=== EXTRAIT DU DOCUMENT ===
En effet, une fois que les formes et les forces des territoires ont défini les fondements de la territorialité et que l'État s'est doté d'une organisation structurelle adaptée aux réalités intrinsèques des départements ministériels, vient alors le moment de l'implémentation du modèle de gestion des programmes et projets d'action publique fondée sur la culture de l'efficacité et le culte de la performance.
a) De l'efficience de l'appareil à l'efficacité de son action
Le principe d’efficacité se fonde sur le rapport entre les résultats obtenus et les résultats souhaités. En d'autres termes, c'est la mesure du « degré de réalisation des objectifs d’un programme ». Cela veut dire qu’un ministère doit commencer avant toute chose par lister les actions qui vont lui permettre de réaliser la vision sectorielle. Le principe de cette programmation est que pour chaque action qui se retrouve dans les différents projets d’un ministère, il faut prendre le soin de connaître son coût, le temps nécessaire à sa réalisation, l'acteur en charge de son exécution, le résultat que chaque action doit engendrer, l'indicateur qui nous permettra de vérifier si l'objectif est atteint et les moyens pouvant permettre d’identifier cet indicateur. Ainsi, le budget du ministère est éclaté en petites sommes d’argent et chaque somme d'argent représente le coût d'une action à exécuter. Par voie de conséquence, la somme des coûts des actions doit être égale au budget global du ministère.
On parle alors d'un budget-programme c’est à dire que :
1- chaque groupe d'action constitue un projet et ce projet vise son propre objectif spécifique.
2- Ensuite, les projets complémentaires composent un programme précis et concourent à la réalisation de l’objectif global du dit programme.
3- Enfin chaque programme vise un objectif global fixé par le ministère et l'ensemble des objectifs globaux des programmes du ministère vise à réaliser la vision sectorielle inspirée par le plan de développement économique et social (ici la PSE). Ainsi, le PSE ne saurait atteindre les résultats souhaités sans qu'une logique planificatrice et une gestion axée sur les résultats ne soient implémentées au cœur du système de management et de gestion des deniers publics.
=== INFORMATIONS EXTRAITES ===
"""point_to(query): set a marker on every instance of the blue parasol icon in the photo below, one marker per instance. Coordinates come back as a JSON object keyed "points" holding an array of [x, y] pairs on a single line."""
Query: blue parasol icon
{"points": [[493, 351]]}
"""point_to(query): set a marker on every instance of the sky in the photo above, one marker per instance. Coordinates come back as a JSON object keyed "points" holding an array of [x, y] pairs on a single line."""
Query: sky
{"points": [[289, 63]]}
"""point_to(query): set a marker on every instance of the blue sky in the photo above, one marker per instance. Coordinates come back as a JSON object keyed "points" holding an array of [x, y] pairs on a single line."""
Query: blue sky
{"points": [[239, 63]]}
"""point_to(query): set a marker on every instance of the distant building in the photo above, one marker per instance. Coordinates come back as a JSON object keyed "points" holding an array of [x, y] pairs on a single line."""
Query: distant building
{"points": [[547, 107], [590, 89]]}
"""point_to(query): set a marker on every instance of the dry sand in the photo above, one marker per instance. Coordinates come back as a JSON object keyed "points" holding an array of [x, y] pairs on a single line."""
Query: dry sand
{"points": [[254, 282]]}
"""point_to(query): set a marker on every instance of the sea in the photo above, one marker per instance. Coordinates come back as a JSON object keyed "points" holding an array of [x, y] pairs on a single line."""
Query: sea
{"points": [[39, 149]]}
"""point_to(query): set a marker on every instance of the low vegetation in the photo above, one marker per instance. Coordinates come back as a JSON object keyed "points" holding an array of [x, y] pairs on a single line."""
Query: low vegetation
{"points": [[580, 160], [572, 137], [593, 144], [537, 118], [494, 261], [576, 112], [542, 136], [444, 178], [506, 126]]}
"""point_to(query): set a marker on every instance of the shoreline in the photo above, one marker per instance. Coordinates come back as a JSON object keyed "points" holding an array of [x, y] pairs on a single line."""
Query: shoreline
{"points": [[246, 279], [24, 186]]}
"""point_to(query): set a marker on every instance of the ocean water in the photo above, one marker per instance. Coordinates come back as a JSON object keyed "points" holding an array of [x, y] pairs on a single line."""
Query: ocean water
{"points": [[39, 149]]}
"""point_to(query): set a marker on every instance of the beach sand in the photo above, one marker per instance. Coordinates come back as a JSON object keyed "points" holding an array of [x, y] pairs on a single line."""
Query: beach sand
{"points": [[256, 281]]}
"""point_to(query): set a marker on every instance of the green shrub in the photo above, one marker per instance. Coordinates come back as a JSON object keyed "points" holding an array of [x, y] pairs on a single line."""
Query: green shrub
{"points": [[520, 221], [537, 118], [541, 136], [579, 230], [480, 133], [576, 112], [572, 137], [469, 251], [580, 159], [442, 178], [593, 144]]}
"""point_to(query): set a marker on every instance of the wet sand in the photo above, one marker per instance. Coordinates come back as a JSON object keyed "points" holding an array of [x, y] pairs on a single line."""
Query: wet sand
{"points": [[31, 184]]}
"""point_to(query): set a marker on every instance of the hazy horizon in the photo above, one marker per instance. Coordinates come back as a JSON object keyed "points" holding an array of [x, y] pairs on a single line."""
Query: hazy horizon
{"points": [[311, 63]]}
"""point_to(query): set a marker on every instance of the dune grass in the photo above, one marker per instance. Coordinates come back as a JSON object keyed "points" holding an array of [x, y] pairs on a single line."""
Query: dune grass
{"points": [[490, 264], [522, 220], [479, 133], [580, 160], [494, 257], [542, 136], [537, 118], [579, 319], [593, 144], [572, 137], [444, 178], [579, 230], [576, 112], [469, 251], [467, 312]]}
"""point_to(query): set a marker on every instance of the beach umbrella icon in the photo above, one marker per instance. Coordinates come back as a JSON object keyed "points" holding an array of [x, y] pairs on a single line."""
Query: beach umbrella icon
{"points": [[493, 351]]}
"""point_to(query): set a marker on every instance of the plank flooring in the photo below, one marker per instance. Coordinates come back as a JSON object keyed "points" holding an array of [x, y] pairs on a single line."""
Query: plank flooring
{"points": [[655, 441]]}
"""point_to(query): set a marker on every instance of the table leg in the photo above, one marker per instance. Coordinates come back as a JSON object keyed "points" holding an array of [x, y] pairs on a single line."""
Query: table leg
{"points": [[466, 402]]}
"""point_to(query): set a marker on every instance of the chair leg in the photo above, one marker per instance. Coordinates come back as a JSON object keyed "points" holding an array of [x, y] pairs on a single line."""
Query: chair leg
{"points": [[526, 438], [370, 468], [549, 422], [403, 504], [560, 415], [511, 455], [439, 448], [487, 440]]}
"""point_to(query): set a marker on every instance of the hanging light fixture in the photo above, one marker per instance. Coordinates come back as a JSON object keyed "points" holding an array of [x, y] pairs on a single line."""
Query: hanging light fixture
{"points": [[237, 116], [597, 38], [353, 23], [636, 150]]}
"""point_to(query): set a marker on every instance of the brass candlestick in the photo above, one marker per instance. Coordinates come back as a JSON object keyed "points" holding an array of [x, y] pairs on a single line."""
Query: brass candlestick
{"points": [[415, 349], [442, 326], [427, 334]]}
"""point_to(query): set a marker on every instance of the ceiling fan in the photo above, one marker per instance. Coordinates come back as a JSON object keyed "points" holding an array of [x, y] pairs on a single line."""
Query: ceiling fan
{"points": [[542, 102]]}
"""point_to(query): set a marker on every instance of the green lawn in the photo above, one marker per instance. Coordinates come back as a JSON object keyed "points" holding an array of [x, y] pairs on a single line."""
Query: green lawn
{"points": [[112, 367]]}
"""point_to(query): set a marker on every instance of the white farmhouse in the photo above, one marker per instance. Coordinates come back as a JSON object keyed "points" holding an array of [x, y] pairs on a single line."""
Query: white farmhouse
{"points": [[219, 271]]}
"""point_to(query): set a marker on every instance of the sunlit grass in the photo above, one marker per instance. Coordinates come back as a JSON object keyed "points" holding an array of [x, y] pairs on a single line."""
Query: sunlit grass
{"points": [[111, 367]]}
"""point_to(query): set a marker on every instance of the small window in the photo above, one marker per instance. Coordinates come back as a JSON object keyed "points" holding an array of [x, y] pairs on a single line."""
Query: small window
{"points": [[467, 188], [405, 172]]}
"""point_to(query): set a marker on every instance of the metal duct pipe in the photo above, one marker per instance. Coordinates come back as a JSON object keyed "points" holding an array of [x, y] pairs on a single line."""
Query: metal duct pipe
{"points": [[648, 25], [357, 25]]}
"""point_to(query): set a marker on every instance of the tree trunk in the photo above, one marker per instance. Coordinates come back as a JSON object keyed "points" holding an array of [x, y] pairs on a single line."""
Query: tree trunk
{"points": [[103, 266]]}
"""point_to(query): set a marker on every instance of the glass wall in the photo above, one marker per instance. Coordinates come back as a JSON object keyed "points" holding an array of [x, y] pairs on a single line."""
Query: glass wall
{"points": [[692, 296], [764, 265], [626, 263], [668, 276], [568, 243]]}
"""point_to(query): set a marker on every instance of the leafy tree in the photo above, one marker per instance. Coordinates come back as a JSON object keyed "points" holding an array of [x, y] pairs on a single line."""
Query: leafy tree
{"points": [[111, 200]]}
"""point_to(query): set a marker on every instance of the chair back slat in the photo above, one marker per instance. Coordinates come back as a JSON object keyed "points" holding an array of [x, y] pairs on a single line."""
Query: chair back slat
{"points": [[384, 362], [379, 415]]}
===
- OBJECTIF ÉNONCÉ 1
Recopiez, dans l'extrait sur le budget-programme, le passage qui s'ouvre sur les mots contenant « On parle alors » et se termine par « propre objectif spécifique. ».
- OBJECTIF ÉNONCÉ 2
Transformez en liste numérotée les lignes des entrées, depuis la toute première jusqu'à celle qui contient « Query: blue parasol icon », bornes comprises, sans reprendre les lignes vides.

- SOLUTION RÉDIGÉE 1
On parle alors d'un budget-programme c’est à dire que :
1- chaque groupe d'action constitue un projet et ce projet vise son propre objectif spécifique.

- SOLUTION RÉDIGÉE 2
1. """point_to(query): set a marker on every instance of the blue parasol icon in the photo below, one marker per instance. Coordinates come back as a JSON object keyed "points" holding an array of [x, y] pairs on a single line."""
2. Query: blue parasol icon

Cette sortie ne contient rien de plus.